Recast the listing from the line with "of the shop" through the line with "point(422, 357)" as a two-column CSV with the headers instruction and response. Each row pairs a text with the answer that follows it, and each goes in a single quoted field with line breaks replaced by spaces.

▶ DATA FOR THIS EXERCISE
---*---
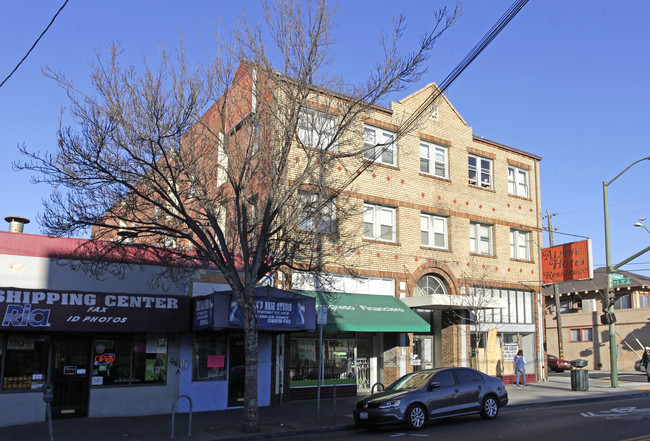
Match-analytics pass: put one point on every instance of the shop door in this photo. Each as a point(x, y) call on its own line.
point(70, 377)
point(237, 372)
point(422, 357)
---*---
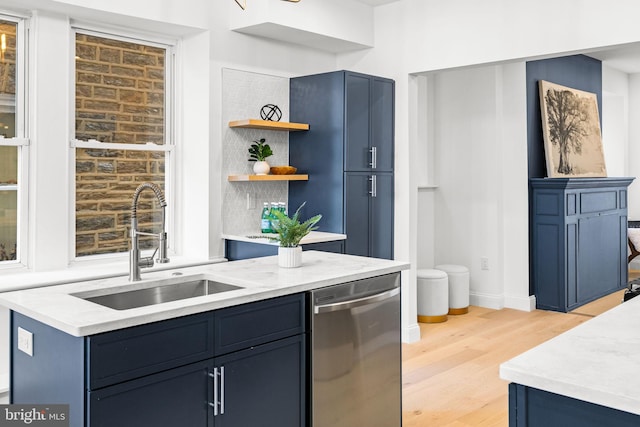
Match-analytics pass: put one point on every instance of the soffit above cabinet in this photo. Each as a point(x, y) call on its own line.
---*---
▶ PROBLEM SOLUTION
instruction,response
"Match-analytics pass: put one point on every instance of the shop door in this photo. Each as a point(x, y) call on its own line.","point(70, 377) point(237, 372) point(422, 357)"